• Given text:
+++

I was eight years old on the first Earth Day (April 22, 1970).  “Give a hoot, don’t pollute!” was the slogan for us kids.   I sure my catholic school marked the occasion by showing us a filmstrip about pollution and learning ways to keep the environment clean.  When we’d see factory smokestacks spewing thick smoke we’d say “yuck” and hold our noses when tailpipes of junker cars belched exhuast.   Air pollution was a bad thing because of what we could see and smell, but nobody thought about it as cutting short people’s lives.

I wonder whether the towns of Steubenville, Ohio, St. Louis, Missouri and Topeka, Kansas understand the part their residents played in ground-breaking air pollution research?  I wonder if the people of Harriman, Tennessee, Watertown, Massachusetts and Portage, Wisconsin know in which homes the study subjects resided?  These are the cities where 8,111 residents were randomly selected and enrolled beginning in 1974 for the landmark Six Cities Study.

Objective: estimate effects of air pollution on mortality, controlling for smoking, sex, age and other risk factors
Randomly selected adults from Watertown, MA; Harriman, TN; St. Louis, MO; Steubenville, OH; Portage, WI; and Topeka, KS.
8,111 subjects (white, age 25-74 at enrollment (1974-77)
Spirometry & questionnaire
Prospective cohort study: Follow-up 14-16 years; 17% deceased (1,364 deaths)
Air pollution data (exposure): TSM/PM, SO2, O3 (from air monitoring stations set-up in 1970’s); through 1991.

+++

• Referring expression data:
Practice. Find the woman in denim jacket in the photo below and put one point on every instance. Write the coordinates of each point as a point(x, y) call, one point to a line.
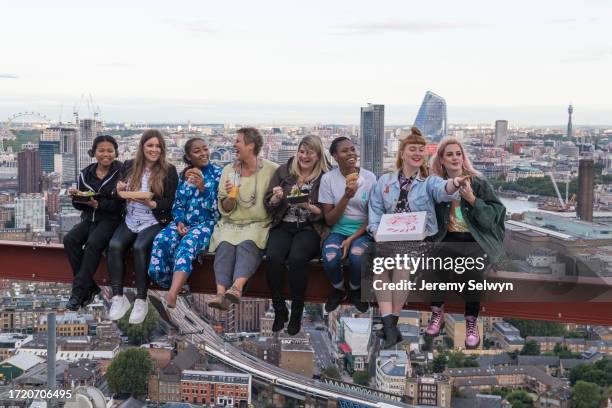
point(409, 189)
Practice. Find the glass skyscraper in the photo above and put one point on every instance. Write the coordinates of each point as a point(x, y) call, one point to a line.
point(431, 119)
point(372, 141)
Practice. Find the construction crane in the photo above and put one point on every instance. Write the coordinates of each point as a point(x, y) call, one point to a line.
point(557, 190)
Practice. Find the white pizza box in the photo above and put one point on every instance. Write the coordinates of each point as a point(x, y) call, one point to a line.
point(407, 226)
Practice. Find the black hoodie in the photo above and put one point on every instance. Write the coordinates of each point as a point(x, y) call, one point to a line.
point(109, 205)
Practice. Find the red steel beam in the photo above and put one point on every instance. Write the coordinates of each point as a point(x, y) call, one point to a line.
point(47, 263)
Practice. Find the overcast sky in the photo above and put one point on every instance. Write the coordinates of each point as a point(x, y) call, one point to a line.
point(307, 62)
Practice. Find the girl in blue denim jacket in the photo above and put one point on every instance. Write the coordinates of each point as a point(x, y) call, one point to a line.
point(405, 190)
point(194, 213)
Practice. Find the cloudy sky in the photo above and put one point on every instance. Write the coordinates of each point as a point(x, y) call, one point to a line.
point(306, 62)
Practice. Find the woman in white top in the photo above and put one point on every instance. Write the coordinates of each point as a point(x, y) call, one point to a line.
point(144, 219)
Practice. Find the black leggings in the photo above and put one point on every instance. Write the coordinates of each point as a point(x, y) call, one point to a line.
point(471, 308)
point(290, 248)
point(141, 244)
point(84, 245)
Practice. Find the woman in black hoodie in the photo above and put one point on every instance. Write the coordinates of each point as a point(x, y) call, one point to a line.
point(297, 228)
point(100, 216)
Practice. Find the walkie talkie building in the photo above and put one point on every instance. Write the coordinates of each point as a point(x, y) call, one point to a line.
point(431, 119)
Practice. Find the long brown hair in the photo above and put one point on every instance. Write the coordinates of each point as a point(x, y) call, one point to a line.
point(159, 171)
point(415, 137)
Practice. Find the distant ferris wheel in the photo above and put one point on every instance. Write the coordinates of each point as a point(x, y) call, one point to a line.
point(17, 119)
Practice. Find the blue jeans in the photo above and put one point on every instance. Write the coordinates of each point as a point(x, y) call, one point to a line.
point(332, 258)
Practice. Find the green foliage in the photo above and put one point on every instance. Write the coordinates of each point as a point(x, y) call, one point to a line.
point(331, 372)
point(531, 348)
point(361, 378)
point(139, 333)
point(129, 372)
point(587, 395)
point(520, 399)
point(537, 327)
point(439, 363)
point(460, 360)
point(599, 373)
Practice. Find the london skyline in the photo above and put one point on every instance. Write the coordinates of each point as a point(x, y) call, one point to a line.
point(309, 63)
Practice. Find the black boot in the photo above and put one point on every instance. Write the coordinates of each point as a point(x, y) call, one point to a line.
point(391, 332)
point(281, 315)
point(295, 322)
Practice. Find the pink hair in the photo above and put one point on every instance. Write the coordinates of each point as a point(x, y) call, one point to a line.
point(435, 163)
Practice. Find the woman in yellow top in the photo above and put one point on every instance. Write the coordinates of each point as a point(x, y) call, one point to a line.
point(241, 233)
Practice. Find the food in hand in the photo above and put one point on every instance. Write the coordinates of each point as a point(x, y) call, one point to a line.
point(351, 178)
point(233, 192)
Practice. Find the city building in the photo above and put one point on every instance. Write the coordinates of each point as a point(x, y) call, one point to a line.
point(15, 366)
point(435, 391)
point(431, 118)
point(47, 151)
point(29, 171)
point(570, 128)
point(501, 132)
point(70, 324)
point(372, 138)
point(298, 358)
point(216, 387)
point(392, 369)
point(30, 212)
point(88, 130)
point(355, 341)
point(10, 342)
point(507, 337)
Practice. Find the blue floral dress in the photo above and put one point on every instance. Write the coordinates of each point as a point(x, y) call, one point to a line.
point(198, 211)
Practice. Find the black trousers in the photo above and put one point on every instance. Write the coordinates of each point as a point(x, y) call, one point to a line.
point(141, 244)
point(290, 248)
point(471, 308)
point(84, 245)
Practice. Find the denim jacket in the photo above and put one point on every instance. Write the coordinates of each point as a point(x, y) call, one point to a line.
point(424, 194)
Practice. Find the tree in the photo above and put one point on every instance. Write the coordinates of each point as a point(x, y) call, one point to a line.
point(599, 373)
point(129, 372)
point(331, 372)
point(587, 395)
point(139, 333)
point(537, 327)
point(361, 378)
point(439, 363)
point(520, 399)
point(531, 348)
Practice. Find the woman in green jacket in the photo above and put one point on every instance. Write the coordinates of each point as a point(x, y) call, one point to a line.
point(475, 224)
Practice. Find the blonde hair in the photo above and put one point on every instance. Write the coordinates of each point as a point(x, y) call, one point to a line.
point(313, 143)
point(436, 161)
point(415, 137)
point(159, 171)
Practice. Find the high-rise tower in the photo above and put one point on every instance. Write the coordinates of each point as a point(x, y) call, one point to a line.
point(431, 119)
point(372, 138)
point(570, 130)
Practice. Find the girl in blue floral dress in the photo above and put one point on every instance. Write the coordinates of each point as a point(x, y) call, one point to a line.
point(195, 215)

+++

• Activity A:
Answer these questions using the passage on the Six Cities Study:
(i) On what date was the first Earth Day?
(ii) How many residents were enrolled in the study?
(iii) How many deaths were recorded during follow-up?
• Activity B: Output, word for word, the part of the passage on the Six Cities Study starting with "I was eight" and going on through "short people’s lives.".
• Activity C: Finish out the next part of the passage on the Six Cities Study, picking up after its last line.
This material stands apart from the passage on the Six Cities Study.

• Expected output A:
(i) April 22, 1970
(ii) 8,111
(iii) 1,364

• Expected output B:
I was eight years old on the first Earth Day (April 22, 1970).  “Give a hoot, don’t pollute!” was the slogan for us kids.   I sure my catholic school marked the occasion by showing us a filmstrip about pollution and learning ways to keep the environment clean.  When we’d see factory smokestacks spewing thick smoke we’d say “yuck” and hold our noses when tailpipes of junker cars belched exhuast.   Air pollution was a bad thing because of what we could see and smell, but nobody thought about it as cutting short people’s lives.

• Expected output C:
Portage, WI (lowest air pollution levels) used as reference category
Mortality rates, adjusted for other health risk factors, was associated with air pollution levels, in particular, with fine inhalable sulfate particles, than with total PM, SO2, NOx.
All cause mortality; cardiovascular & respiratory disease.
Association between air pollution levels and mortality were observed after controlling for age, sex, smoking, education, BMI, and occupational exposures.

“An association between air pollution and mortality in six U.S. cities,”

Follow-up study

*Laden F, Schwartz J, Speizer F, Dockery. Reduction in Fine Particulate Air Pollution and Mortality: Extended Follow-up of the Harvard Six Cities Study. Am J Resp Crit Care Med. 2006; 173: 667-672.

Extended follow-up for 8 years (1998)*; additional 1,368 deaths (now 34% of cohort)
Air pollution levels decreased over time, especially in most-polluted cities.
Increase in overall mortality associated with each 10ug/m3 increase in PM2.5; Consistent with previous study.
Mortality risk from cardiovascular and respiratory disease declined with each 10ug/m3 reduction in PM2.5.